WHAT IS BEING ASKED
Rewrite the items from their start through the line containing "[(422, 215), (369, 219)]", both ends included, and scale every pixel coordinate in the answers by 0.7, rounding to whole numbers with halves rounded up. Keep the requests and their sample coordinates unchanged, and leave the pictures out.

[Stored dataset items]
-- begin --

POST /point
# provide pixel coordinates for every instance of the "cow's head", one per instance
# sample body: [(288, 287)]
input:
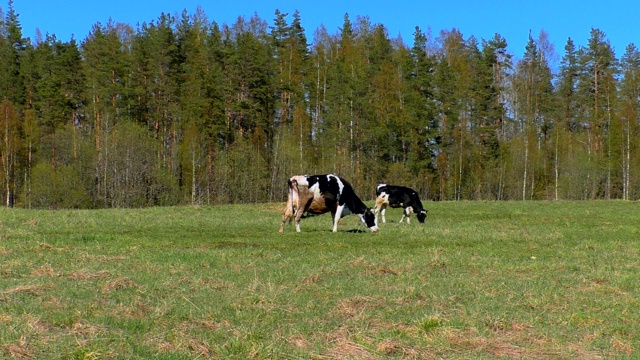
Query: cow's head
[(422, 215), (369, 219)]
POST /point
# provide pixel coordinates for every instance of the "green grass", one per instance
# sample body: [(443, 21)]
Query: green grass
[(479, 280)]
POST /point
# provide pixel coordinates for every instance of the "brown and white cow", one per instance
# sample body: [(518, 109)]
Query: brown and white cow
[(319, 194), (399, 196)]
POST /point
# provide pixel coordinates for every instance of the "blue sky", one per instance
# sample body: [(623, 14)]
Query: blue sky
[(513, 19)]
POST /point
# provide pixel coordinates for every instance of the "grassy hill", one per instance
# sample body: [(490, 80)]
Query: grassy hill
[(478, 280)]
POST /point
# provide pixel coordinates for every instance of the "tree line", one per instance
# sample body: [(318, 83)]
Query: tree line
[(183, 110)]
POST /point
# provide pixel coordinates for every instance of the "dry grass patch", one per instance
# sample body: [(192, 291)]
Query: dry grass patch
[(17, 351), (44, 270), (118, 284), (84, 275), (26, 289)]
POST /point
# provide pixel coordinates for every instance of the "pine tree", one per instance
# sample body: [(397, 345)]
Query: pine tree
[(630, 110)]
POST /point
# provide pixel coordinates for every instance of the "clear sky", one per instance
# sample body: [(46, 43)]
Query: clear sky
[(512, 19)]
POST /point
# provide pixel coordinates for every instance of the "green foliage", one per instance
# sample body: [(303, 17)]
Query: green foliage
[(57, 187), (182, 110)]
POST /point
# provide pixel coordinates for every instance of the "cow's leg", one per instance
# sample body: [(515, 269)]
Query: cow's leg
[(336, 217), (287, 215), (381, 207), (298, 217)]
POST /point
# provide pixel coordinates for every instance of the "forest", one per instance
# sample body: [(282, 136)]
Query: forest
[(183, 110)]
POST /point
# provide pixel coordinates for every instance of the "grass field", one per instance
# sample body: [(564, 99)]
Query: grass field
[(479, 280)]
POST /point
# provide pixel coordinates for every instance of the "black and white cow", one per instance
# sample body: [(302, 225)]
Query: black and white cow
[(399, 196), (319, 194)]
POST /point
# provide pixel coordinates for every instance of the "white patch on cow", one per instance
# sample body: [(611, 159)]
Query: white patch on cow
[(316, 190), (338, 216), (340, 184), (346, 212), (300, 179)]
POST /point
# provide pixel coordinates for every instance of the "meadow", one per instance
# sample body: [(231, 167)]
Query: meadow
[(478, 280)]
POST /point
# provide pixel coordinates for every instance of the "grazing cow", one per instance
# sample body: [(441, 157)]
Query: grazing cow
[(399, 196), (319, 194)]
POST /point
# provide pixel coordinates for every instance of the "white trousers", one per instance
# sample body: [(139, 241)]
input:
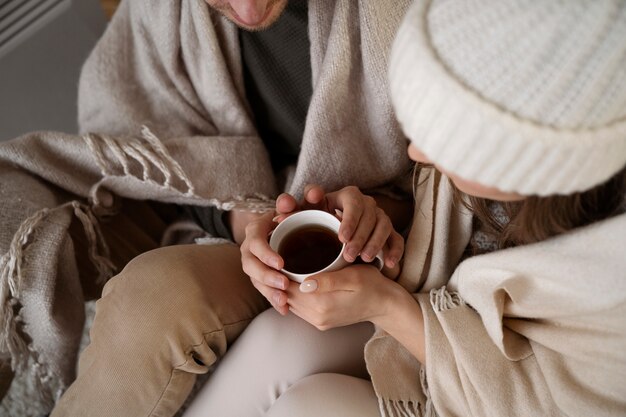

-- end --

RESULT
POST /point
# provide pixel coordinates for every instance of the "cow's head", one per instance
# sample body: [(288, 287)]
input:
Query: cow's head
[(295, 151), (258, 153)]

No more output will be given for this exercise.